### Aim 1:
Express the rows, from the first one through the line containing "point(323, 137)", as a JSON list of strings with one string per line and blank lines omitted.

### Article:

This also helps us to make more sense of the complexity measure we just considered. The variables that correlate somewhat with both of the first 2 Principal Components tend to have greater complexities. Below the loadings table we also see a single number giving the mean complexity across all variables. If this number is close to 1, and we see that the variables cluster neatly into groups that are each related to only one component, then we have a set of components each of which summarizes a different subset of variables in our data. This is not so much the case for the analysis of the decathlon data shown above.
It is also a good idea to visualize the components in a plot. With a higher-dimensional data set it is not feasible to do this with a scatterplot of the original observations as we did for the 2-dimensional height-weight data. A common alternative is to switch to displaying not each individual observation, but each variable instead. In a plot whose axes are the first 2 Principal Components, we can show one point for each variable, where the position of the point along each component axis gives the correlation of that variable with the component.

### Aim 2:
Based on the passage on principal components, decide whether each statement is correct, answering yes or no and quoting the words that decide it: (a) The mean complexity across all variables is shown below the loadings table. (b) For a higher-dimensional data set, a scatterplot of the original observations is the recommended way to visualize the components. (c) In a plot with the first 2 Principal Components as axes, each variable's position along a component axis gives its correlation with that component.

### Records supplied:
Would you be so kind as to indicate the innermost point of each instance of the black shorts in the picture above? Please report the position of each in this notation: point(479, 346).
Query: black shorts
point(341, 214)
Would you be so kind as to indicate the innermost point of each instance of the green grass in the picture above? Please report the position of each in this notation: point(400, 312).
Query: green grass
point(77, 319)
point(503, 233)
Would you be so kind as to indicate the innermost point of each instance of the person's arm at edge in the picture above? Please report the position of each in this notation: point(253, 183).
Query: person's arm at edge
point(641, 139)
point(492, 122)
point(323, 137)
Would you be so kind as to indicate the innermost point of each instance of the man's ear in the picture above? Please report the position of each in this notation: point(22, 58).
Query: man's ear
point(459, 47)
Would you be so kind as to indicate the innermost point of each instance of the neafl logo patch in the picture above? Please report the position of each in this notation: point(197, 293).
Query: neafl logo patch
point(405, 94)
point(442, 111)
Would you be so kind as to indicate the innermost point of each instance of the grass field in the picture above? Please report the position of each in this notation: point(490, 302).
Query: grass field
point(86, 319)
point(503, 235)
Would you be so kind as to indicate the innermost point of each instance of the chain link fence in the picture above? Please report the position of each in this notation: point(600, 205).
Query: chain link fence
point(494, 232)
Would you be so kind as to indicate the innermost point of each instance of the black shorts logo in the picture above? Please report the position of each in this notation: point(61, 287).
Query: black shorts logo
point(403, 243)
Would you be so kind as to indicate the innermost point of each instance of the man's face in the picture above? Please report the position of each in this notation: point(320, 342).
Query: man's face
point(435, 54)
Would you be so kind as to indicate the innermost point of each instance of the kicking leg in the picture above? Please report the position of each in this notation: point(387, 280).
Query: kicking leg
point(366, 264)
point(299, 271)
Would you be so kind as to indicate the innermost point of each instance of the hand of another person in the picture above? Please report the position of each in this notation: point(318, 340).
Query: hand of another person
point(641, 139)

### Worked solution 1:
[
  "Would you be so kind as to indicate the innermost point of each instance of the black shorts in the picture above? Please report the position of each in this notation: point(479, 346).",
  "Query: black shorts",
  "point(341, 214)",
  "Would you be so kind as to indicate the innermost point of each instance of the green grass in the picture above? Please report the position of each in this notation: point(400, 312).",
  "Query: green grass",
  "point(77, 319)",
  "point(503, 233)",
  "Would you be so kind as to indicate the innermost point of each instance of the person's arm at edge in the picture above? Please report the position of each in this notation: point(253, 183).",
  "Query: person's arm at edge",
  "point(641, 139)",
  "point(492, 122)",
  "point(323, 137)"
]

### Worked solution 2:
(a) Yes: "Below the loadings table we also see a single number giving the mean complexity across all variables."
(b) No: "With a higher-dimensional data set it is not feasible to do this with a scatterplot of the original observations"
(c) Yes: "the position of the point along each component axis gives the correlation of that variable with the component."